■ Exercise
Please copy out each of the items below word for word, leaving out the pictures.

■ Record set
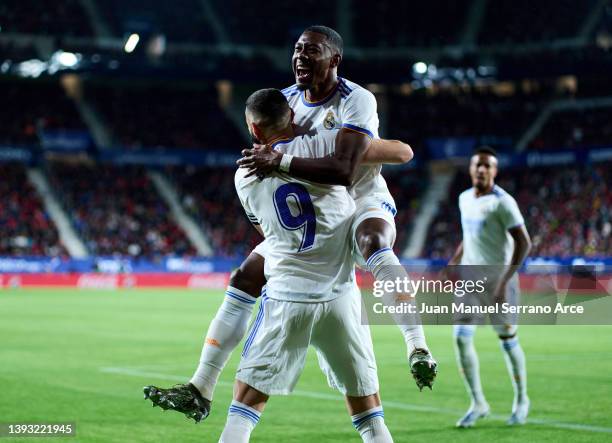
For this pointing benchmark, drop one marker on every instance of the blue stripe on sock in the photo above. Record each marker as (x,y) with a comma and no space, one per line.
(509,344)
(245,413)
(239,297)
(362,420)
(376,254)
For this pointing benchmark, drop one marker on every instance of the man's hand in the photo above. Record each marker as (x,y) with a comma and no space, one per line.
(261,160)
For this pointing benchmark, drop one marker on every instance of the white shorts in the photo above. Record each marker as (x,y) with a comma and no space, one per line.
(379,205)
(275,351)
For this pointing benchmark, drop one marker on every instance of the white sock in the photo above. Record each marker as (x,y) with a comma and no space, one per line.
(467,359)
(515,361)
(224,333)
(371,426)
(385,266)
(241,420)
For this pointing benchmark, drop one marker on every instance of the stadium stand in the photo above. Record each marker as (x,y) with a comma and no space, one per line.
(568,211)
(160,116)
(156,16)
(135,222)
(25,228)
(576,129)
(63,17)
(35,106)
(512,22)
(422,23)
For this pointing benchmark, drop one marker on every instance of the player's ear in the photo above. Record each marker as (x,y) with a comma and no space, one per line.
(258,133)
(335,61)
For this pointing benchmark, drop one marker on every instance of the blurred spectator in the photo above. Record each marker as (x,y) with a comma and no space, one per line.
(25,228)
(117,211)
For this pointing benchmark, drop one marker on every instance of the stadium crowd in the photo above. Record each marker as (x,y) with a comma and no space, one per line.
(117,211)
(25,227)
(160,116)
(567,210)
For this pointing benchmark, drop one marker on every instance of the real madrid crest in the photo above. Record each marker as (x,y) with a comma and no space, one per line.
(330,121)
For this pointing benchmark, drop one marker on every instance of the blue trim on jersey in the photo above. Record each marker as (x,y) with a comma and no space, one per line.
(373,256)
(281,142)
(362,420)
(239,297)
(358,129)
(322,102)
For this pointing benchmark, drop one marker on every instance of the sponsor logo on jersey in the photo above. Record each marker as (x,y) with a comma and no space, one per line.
(330,121)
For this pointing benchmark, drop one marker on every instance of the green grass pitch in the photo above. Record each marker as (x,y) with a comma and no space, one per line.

■ Exercise output
For this pointing benchmark, drop one marker on every instance of the blue stripe on sock in the photo above. Record each marker as (x,y) with a comma and no space, one per line.
(509,344)
(245,413)
(239,297)
(362,420)
(376,254)
For this pointing benchmark, drop one marker on every instance of the man's hand in the photo above. Record each marker as (x,y) with a comma and no space, one per line.
(261,160)
For this pointing benchmark, drop one marker on every instance of the white shorts in the photo above. Record each marker as (x,y) with a comma and no space, one per line.
(379,205)
(275,351)
For this pointing benchmark, drop one marker on every instance of the white sock in the photo above. Record each marker as (x,y) with a comma and no space, one per line.
(467,359)
(515,361)
(224,333)
(371,426)
(385,266)
(241,420)
For this pointing benchmark, drop one marker on every instance of the stadium stand in the photo above. Record each marker as (x,y) with a comma and no space, one per line.
(568,211)
(160,116)
(156,16)
(135,222)
(25,228)
(576,129)
(63,17)
(35,106)
(512,22)
(422,23)
For this pointing benchmark, drop one marker on every instance of the player's ear in the photo above. Record each marker as (x,y) with a comma and no space, one per line.
(258,133)
(335,61)
For this pointing benchmark, drop one marker on every instance of the blurred spectator in the photo above. Record each marker as (x,y) with a comma and no space, one per line.
(25,228)
(117,211)
For this pointing benchmark, drop one marker on every instance of the stadium crowd in the photo above. Record each marker as (x,y) with a comma and no space, one per line.
(117,211)
(25,227)
(160,116)
(567,210)
For this pointing benchmark, drop one marker on every instance of the real madrid crest in the photo above. Record each marker as (x,y) with a comma and no space, one per line.
(330,121)
For this pointing benchmark, drop one marker on every instance of the blue trim on jersey in the photo above. Record each marker as (x,y) with a comma and no space, one per line.
(373,256)
(281,142)
(362,420)
(239,297)
(358,129)
(322,102)
For this pointing benchmark, drop one marker on every instance of the sponsor logo on jersey in the photo above. Record each marker as (x,y) with a comma and no space, one per line.
(330,121)
For this pointing benchmark, drop one marker on every instance of the green grass pitch in the photo above. Record each marker as (x,y) with a comma and no space, one per line.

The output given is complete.